Reading text =
***

Hello everyone! today I'm going to be talking about everything related to SSTables and how popular databases such as Cassandra utilize them to achieve high data operation performance and throughput. We'll bump into different side topics here and there but I'll make sure to explain as much as I can so without further or do let's get started!
Foundation
So before diving into SStables let's talk generally about databases. The simplest form of a database is just a file storing different keys and their respective values which is also called log-structured files
To find keys in this file you can for example have an index in memory that has all the keys and their respective offsets in the file. It may look like this
Now this is very simple to implement and is as fast as it can get since it only appends to the end of the file but has different problems;
Since the whole index is in memory if a crash occurs the index is gone and you'll be required to build the index again depending on the file size this could be a tedious operation. Some databases recover from this by taking snapshots of the index and saving them to disk.
Very bad for range queries since keys are not sorted in any way.
Very space inefficient, a solution to this is to cap the size of the file and freeze it after the cap is met. Then start writing to a new file. Then in the background, a compaction and merging process is done
Since we append only, Updates are just inserts in the log file with the new value and the same key. After some time merging is done to remove any duplicate keys taking the latest value inserted for each key. The merging keeps the file count small.
A downside is we have to have an index in memory for each file created. These indices are called Hash indices.
The problems discussed now leads us to what is now called SSTables
SSTables
SS stands for Sorted-String Tables. They are segment files stored on disk where every key is in sorted order. Bare with me we'll get to how it gets sorted when storing it but since all keys are sorted. Merging becomes easier since we can use part of the mergesort algorithm to join both files and make a single sorted segment file.

***

Request =
Carry on the SSTables write-up from the point where it stops. Nothing in the material that follows has any bearing on this.

Available data =
***

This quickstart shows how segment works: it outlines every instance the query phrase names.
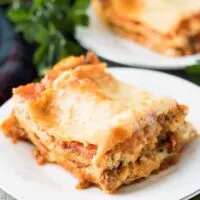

***

Expected answer =
Another bonus of doing this is that we don't need to store all the keys in our Hash index as we did previously. What we can do is have something called a sparse index meaning we have an index that stores some of the keys not all. So for example we store handbag and handprinted from the figure above and when searching for handicap we know it's between handbag and handprinted so we scan this area only.
This saves alot of space in memory and allows for efficient querying. As well as getting rid of the range query problem as now the keys are sorted we can easily do range queries.
Now How does the segment file get sorted in the first place since the files are append only?
This part is one of the main reasons many databases such as Cassandra have very high performance in reads and writes. Let's get to it.
Firstly when a write process happens, the data isn't directly stored on disk. It gets written in memory in a certain data structure that allows adding different values and returns them in sorted order. Data structures that do this are AVL Trees and Red Black Trees which are a type of binary search trees but they are always self-balanced which gives them an efficiency upper edge maintaining the time complexity for insertion, deletion and search of O(logn).
The data structure is called a memtable. Once the memtable exceeds a certain size it is then flushed to disk to a segment file.
In the background from time-to-time these segment files go through merging and compaction where the last value for each key is taken and values marked as deleted will be removed (tombstone operation). All this while the memtable keeps accepting new writes.
Since log-structured files are append-only. Deleting records means we mark the key we want to delete and append that to the log file so when merging occurs we know that this key got deleted.
- When a read request comes in, we first check the memtable then proceed to scan every segment from recent to old. That is if we didn't use a hash index.
One problem we will face during scanning through every segment is what if we are searching for a key that doesn't even exist in the segments? that would be a major problem as we'd have to scan every file in order to return nothing which is unnecessary work.
A way to fix this is by using Bloom Filters
Bloom filters
A Bloom filter is a space-efficient probabilistic data structure that is used to test whether an element is a member of a set. It uses the concept of hashing to check if a key belongs to a file or not. Since it's probabilistic it can give False Positive results which means sometimes it can tell you that a key exists in this file when it doesn't. It never gives false negative results.
Bloom filter uses binary 1s and 0s to dictate wether a key belongs to a file or not. Inserts in the bloom filter work as follows:
We create an array of bits of size n (The required size of the bloom filter)
The key inserted passes through k hashing functions and then we mod the result by the size of the bloom filter. This will give us k indcies.
We proceed to set the bits of these indcies to 1 in our bloom filter.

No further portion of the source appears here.